**Document excerpt**
━━━
Fact #1: My diet (i.e., cravings) are really dictated by what is going on at any given day in my life. And so each day is unlike the next. Will I stymie cravings easily with the "Get Lost" tea and "Fit and Slender" water drops? Or will I forget I have these placebos in my possession, decry their "false advertising," and yearn for the Dr Pepper, potatoes, rice, and chocolate bars as Must-Do-Or-Die? (Please send all pies to I dot M dot Pig at originalme dot com, the architect of my own private Chubby-O. Heh.)
Case in point: One day last week I popped over to the "greek deli" for lunch. Anyone who works in my neighborhood knows the greek deli and knows it as mm-mmm-good-eatin'. Think Seinfeld, Soup Nazi. Store-front, loooong lines, and terse (tonge-in-cheek) service. When I go here, I am just about the only girl in line. (In a galaxy far, far away, Shamrock would accompany me.) In fact, I think all the men in the city culminate here for lunch. (Ladies, forget match.com, looking for men in DC? Put down your salad and your computer and hit the Greek deli!) Anyway, on this particular visit, and amongst the distraction of all these men, I panicked at the counter because I WAS going to order the chicken soup which is lemony and delicious - and broth-based - so I could be on par with my salad sisters. But, like I said, I panicked. So..."I'll have the heathly, delicious, yummy broth and hold the bread!" instead came out like,...."I'll have the big greasy slab of meatloaf with a mound of orzo, throw a few potatos on the side, don't forget the buttery bed and, hell yeah, wrap up the chocolate chip cookie with a sugar kiss!" And so I lugged the overflowing styrofoam container back to my office holding steady with two hands because of a) the sheer weight of all this food and b) the girth of container to hold said linebacker meal. And as I sat in my office and caught up on some blog reading enjoying the sheer genius of this greek feast, not once thinking about my thighs swishing together or my snap busting to break free UNTIL an email popped up on my screen from some heretoforementioned jerk by the name of Pompadour asking what I was up to that weekend. (Well, he segued into that, but the point...) And instead of hitting delete on Mr. Fly-By-Night I lost all appetite for the meatloaf, put it in the refrigerator for a rainy day (i.e., Must Eat All Fat In The Vicinity Day), perked up and ate an apple for lunch instead and plotted what outfit I would wear on the "implied?" champagne date. ("what are you doing this weekend? I owe you champagne!" Hence the implication?)
And so just like that I went from Ms. Piggle Wiggle, The Little Ball of Pudge, to Miss Piggy Get-Me-Some-Kermit.
And then when the weekend went by and there was no word from him (wtf? or, rather, yeah, I fell into that trap), I opted right back to the Sunday movie popcorn (with lots of butter!), a bagel (with lots of butter!), a baked potato (with lots of butter!), and not one, but two(!), Dove chocolate candy bars in the course of a day. Alright, I exaggerate, but I did have two candy bars, I didn't get butter on my popcorn, but I did have a fat baked spud with tons of butter. No bagel was actually involved in this pig fest.
━━━
**Given request A**
Show each line of the records below that contains the word "instance". Case counts.

**Input rows**
━━━
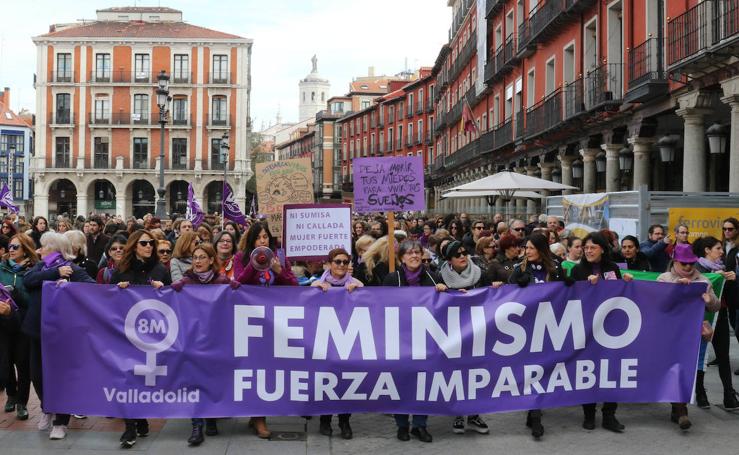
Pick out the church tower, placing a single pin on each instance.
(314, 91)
━━━
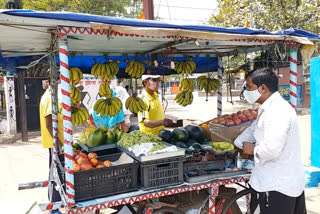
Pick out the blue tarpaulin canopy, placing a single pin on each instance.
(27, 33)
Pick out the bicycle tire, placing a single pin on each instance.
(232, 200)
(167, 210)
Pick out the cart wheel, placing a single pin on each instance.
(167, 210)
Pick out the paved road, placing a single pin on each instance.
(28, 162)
━━━
**Given request B**
Quote the part of the diet blog post that starts at "Fact #1: My" and ends at "private Chubby-O. Heh.)".

**Written reply A**
Pick out the church tower, placing a single pin on each instance.
Pick out the blue tarpaulin canopy, placing a single pin on each instance.
Pick out the bicycle tire, placing a single pin on each instance.
Pick out the cart wheel, placing a single pin on each instance.
Pick out the paved road, placing a single pin on each instance.

**Written reply B**
Fact #1: My diet (i.e., cravings) are really dictated by what is going on at any given day in my life. And so each day is unlike the next. Will I stymie cravings easily with the "Get Lost" tea and "Fit and Slender" water drops? Or will I forget I have these placebos in my possession, decry their "false advertising," and yearn for the Dr Pepper, potatoes, rice, and chocolate bars as Must-Do-Or-Die? (Please send all pies to I dot M dot Pig at originalme dot com, the architect of my own private Chubby-O. Heh.)